§ **GIVEN INSTRUCTION**: Can you quote exactly the stretch of lines from the one with "the white belly" through the final line of the material, both ends included?

§ **DATASET ENTRIES**:

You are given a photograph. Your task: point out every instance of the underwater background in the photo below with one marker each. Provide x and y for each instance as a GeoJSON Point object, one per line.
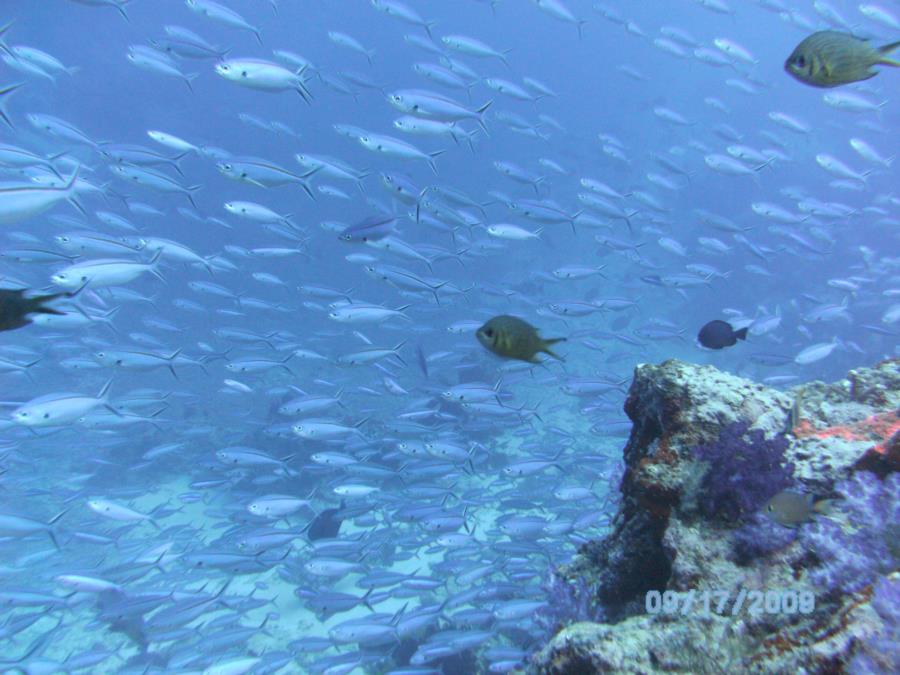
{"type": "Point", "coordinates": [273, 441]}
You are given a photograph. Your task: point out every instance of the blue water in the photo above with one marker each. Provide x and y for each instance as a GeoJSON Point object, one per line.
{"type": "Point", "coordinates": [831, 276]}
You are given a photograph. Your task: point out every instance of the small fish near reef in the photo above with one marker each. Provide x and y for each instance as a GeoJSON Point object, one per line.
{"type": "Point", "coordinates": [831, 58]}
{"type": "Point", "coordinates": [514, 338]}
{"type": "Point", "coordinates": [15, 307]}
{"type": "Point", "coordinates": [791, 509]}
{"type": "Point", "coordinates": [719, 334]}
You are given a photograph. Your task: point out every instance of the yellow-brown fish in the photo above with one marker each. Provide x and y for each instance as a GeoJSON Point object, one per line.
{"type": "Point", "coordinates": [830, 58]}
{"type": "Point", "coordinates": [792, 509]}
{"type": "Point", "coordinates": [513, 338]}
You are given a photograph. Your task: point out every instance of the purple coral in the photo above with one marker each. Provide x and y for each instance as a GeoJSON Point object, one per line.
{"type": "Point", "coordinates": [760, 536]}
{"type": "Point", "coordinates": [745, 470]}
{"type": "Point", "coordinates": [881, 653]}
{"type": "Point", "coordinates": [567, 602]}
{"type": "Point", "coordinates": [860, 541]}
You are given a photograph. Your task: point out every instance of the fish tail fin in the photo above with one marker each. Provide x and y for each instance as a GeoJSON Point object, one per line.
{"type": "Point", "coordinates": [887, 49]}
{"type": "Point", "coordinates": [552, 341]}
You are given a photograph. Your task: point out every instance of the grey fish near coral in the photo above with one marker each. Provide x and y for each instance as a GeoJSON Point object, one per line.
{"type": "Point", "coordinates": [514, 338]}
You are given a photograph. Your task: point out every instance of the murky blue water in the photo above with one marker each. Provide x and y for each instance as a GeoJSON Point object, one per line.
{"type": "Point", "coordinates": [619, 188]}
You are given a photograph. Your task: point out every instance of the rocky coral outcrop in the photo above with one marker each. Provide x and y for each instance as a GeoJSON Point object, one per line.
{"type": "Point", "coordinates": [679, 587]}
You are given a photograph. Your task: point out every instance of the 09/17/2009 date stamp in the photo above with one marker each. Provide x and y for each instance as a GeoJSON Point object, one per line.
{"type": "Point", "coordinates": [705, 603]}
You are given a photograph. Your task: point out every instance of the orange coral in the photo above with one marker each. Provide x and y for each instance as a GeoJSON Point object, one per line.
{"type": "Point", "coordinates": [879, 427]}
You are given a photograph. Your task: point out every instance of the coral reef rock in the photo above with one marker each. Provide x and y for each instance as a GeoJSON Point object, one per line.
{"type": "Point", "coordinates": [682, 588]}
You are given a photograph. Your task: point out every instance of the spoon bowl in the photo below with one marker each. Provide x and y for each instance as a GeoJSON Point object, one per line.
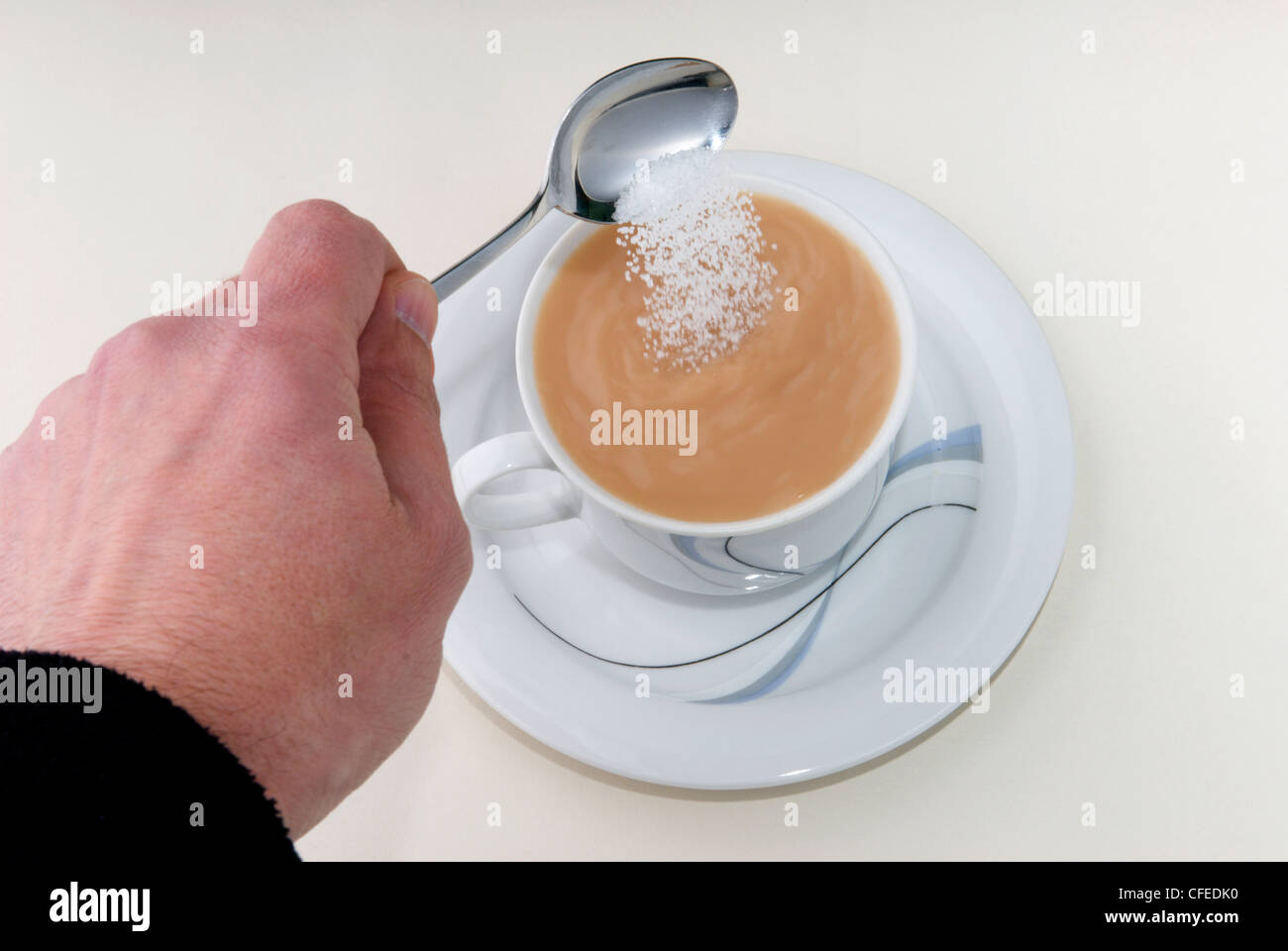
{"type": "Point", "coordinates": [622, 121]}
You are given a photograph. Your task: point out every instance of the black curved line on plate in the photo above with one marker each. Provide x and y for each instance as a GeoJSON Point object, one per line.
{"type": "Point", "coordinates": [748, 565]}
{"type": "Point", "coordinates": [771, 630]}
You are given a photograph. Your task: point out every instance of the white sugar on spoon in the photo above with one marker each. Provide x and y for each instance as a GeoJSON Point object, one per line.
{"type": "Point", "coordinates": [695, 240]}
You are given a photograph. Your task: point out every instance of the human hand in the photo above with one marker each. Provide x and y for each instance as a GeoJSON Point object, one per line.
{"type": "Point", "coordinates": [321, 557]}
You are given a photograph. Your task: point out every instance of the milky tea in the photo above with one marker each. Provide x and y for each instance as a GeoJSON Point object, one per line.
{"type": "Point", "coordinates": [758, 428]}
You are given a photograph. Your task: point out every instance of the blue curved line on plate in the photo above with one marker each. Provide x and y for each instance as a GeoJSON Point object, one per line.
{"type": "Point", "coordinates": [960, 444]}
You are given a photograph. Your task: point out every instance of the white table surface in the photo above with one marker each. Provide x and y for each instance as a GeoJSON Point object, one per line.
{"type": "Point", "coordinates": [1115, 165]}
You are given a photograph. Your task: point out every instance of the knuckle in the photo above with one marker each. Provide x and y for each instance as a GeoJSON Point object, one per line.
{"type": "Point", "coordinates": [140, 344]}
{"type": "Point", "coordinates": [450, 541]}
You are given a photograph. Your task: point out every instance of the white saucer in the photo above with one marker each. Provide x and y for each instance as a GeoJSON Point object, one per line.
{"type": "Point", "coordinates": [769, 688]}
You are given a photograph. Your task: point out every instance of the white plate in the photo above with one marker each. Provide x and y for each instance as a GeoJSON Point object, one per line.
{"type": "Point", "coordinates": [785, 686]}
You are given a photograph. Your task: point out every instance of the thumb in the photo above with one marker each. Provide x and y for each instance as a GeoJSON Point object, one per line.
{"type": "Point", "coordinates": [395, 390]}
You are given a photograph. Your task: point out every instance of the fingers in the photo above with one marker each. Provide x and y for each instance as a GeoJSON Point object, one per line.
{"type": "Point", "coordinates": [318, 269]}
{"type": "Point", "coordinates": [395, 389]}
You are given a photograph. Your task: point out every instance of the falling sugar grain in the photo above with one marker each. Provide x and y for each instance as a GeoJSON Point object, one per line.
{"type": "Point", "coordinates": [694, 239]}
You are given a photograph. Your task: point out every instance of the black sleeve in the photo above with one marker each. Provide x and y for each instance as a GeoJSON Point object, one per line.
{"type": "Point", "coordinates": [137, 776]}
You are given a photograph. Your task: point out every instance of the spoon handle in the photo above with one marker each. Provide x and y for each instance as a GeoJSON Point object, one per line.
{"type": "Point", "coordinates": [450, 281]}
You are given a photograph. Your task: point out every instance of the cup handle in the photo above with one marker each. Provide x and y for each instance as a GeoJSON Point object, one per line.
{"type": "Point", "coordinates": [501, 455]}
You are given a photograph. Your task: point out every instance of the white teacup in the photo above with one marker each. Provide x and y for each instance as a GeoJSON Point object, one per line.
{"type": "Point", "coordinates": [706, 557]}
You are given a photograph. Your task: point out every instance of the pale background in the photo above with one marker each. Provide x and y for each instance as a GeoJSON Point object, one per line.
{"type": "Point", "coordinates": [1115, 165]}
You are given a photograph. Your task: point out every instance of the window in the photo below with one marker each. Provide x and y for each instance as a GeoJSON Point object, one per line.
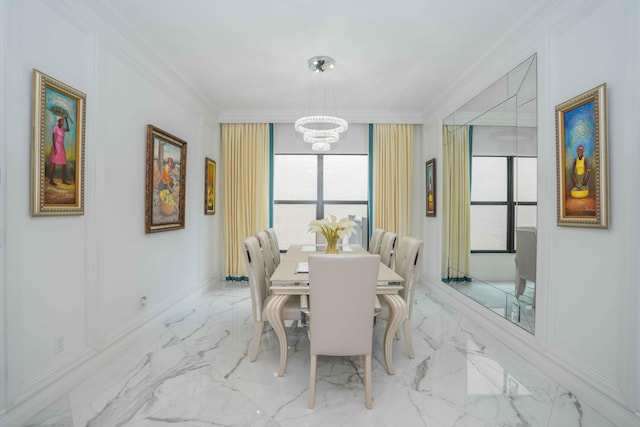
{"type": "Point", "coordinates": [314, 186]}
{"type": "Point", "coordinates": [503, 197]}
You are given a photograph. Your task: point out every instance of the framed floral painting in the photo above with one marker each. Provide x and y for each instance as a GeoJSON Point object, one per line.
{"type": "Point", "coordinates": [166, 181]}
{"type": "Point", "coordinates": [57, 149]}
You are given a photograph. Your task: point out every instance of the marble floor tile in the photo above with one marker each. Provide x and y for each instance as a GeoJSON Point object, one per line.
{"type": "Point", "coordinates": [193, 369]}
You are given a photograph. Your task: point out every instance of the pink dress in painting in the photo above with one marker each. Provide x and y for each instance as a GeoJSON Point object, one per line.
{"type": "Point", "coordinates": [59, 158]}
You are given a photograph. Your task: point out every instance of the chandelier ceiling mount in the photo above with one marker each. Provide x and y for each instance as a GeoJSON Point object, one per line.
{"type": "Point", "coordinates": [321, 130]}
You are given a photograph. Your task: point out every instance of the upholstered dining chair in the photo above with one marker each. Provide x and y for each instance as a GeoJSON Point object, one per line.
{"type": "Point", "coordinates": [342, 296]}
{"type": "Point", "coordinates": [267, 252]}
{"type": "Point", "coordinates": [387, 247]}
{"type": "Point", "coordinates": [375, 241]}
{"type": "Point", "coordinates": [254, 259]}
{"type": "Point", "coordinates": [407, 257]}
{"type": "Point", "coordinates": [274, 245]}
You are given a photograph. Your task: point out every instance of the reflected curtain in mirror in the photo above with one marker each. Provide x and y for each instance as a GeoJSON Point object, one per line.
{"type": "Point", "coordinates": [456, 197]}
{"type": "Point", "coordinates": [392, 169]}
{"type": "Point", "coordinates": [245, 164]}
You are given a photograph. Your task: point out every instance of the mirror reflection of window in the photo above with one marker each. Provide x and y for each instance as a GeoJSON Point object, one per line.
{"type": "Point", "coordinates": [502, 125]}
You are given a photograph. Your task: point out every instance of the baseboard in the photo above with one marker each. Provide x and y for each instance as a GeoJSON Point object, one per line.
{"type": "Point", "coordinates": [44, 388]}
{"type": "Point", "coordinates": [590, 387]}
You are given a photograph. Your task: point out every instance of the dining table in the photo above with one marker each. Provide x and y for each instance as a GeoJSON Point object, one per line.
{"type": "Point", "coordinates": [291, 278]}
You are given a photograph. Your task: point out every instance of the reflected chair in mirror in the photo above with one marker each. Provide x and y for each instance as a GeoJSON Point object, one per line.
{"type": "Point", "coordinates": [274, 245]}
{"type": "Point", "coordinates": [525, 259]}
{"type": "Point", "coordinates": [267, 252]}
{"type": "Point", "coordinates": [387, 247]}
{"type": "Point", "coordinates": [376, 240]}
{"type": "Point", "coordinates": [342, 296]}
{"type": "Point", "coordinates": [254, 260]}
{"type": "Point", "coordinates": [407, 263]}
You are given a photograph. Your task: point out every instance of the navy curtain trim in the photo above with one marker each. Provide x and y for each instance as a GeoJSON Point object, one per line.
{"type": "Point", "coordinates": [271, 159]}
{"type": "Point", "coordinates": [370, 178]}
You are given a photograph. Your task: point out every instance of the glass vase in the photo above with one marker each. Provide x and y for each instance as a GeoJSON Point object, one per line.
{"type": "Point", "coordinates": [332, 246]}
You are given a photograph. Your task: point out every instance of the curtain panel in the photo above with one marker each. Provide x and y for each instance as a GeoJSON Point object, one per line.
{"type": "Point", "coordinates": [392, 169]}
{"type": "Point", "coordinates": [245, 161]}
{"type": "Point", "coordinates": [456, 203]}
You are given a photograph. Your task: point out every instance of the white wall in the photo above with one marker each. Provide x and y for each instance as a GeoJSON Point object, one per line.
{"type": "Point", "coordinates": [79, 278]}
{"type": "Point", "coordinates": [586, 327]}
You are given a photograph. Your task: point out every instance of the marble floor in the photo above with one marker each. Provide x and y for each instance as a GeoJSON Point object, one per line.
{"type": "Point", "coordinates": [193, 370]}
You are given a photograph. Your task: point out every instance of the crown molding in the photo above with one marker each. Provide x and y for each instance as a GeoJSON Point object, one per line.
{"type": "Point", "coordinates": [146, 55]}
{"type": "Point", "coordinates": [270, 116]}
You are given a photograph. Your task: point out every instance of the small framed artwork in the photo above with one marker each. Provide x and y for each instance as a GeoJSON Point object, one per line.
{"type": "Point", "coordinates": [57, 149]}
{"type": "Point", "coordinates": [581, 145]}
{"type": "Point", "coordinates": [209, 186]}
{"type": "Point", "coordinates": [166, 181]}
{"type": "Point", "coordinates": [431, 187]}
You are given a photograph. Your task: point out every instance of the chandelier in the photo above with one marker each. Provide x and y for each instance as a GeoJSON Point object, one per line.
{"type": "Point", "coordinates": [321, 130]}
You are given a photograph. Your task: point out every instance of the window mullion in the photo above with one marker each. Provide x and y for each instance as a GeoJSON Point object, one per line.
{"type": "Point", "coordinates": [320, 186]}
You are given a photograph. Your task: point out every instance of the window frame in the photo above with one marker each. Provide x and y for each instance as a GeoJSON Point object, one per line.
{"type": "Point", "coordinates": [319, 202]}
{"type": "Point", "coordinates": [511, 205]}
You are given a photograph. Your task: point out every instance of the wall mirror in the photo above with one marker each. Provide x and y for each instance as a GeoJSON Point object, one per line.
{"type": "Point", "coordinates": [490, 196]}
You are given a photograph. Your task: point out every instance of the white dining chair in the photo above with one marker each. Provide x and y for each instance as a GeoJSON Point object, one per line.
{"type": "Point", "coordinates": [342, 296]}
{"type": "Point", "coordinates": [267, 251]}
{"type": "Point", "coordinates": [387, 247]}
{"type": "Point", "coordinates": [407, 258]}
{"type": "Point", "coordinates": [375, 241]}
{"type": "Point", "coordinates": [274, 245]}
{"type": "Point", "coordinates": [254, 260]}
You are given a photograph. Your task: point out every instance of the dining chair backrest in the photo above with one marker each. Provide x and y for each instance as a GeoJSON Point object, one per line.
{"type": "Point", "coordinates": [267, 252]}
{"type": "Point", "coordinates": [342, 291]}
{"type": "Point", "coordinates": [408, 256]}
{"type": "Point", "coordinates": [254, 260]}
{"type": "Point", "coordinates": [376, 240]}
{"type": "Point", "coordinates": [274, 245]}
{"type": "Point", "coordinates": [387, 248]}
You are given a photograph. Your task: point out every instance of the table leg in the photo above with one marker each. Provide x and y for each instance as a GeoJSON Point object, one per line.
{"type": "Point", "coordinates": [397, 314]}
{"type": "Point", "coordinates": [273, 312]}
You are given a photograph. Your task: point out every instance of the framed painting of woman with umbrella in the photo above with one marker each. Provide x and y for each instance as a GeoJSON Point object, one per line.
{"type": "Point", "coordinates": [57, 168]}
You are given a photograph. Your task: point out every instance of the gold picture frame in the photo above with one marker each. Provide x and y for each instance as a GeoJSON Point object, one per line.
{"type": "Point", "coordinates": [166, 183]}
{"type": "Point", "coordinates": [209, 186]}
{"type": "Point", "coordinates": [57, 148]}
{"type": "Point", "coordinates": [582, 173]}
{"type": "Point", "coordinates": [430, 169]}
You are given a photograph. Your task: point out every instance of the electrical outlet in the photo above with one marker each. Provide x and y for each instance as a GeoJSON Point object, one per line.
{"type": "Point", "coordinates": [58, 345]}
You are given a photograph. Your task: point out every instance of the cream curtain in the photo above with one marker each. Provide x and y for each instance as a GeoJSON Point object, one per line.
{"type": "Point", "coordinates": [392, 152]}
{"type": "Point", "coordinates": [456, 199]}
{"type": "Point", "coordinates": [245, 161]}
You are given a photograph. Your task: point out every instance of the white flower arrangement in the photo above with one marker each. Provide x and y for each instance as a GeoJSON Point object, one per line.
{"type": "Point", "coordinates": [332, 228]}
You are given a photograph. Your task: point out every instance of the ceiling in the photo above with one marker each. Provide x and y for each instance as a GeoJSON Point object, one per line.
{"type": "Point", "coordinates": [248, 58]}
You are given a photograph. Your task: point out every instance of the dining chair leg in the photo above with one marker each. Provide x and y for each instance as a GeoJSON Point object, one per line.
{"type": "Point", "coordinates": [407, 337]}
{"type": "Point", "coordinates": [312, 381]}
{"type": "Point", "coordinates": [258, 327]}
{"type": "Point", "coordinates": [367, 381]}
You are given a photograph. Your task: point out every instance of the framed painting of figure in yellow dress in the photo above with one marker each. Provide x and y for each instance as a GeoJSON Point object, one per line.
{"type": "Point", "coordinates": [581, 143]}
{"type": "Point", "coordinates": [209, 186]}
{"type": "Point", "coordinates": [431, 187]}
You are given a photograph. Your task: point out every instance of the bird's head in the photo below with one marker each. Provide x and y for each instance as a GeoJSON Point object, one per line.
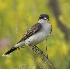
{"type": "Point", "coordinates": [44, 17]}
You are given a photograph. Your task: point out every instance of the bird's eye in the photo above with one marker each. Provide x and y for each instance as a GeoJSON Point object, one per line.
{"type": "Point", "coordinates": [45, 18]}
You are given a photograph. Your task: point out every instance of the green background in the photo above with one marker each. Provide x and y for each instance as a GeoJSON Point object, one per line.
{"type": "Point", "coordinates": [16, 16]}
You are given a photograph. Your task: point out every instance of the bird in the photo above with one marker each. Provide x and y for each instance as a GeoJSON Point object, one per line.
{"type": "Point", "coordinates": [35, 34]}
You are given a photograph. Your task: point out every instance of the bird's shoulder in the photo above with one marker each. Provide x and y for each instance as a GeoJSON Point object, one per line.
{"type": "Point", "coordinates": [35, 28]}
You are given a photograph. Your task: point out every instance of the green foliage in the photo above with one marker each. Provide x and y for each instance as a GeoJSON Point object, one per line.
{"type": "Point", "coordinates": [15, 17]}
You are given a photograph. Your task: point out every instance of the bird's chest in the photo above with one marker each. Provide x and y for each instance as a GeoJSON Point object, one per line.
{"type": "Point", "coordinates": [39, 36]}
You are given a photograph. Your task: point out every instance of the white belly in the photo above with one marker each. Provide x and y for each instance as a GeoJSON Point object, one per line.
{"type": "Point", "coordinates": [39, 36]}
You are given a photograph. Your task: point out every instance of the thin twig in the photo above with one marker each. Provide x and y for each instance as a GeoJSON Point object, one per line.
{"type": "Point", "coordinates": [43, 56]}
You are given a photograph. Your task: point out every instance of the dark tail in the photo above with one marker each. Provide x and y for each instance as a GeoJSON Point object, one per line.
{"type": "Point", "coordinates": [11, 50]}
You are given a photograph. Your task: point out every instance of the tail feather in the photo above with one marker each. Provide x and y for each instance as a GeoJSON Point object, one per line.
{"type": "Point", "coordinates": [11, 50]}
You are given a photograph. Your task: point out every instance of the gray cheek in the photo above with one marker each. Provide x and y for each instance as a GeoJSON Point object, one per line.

§ **RESULT BELOW**:
You are given a photograph. Your task: point out every instance of the white belly in the photo above with one marker each. Provide x and y for each instance as a GeoJSON Point object, one per line.
{"type": "Point", "coordinates": [39, 36]}
You are given a photograph. Your task: point out every instance of the thin twig in the photo above with one marker each. Provide x and y for each instance as a GeoJSON Point object, one per line.
{"type": "Point", "coordinates": [43, 56]}
You are given a photograph. Your task: point out every instance of the dark tail in the photo above with one marker each. Provide x and y for each instance as a GeoJSON Point object, one per line.
{"type": "Point", "coordinates": [11, 50]}
You are given a photograph. Your task: point out every instance of the tail feather in the photo above with one marker each. Provide x and y for each instance as a GeoJSON Point object, one per line.
{"type": "Point", "coordinates": [11, 50]}
You are given a photograph. Your task: point out every instance of the gray cheek in the photo above with one marker each. Provide x and y for each instance as a GeoJSON Point object, one per line.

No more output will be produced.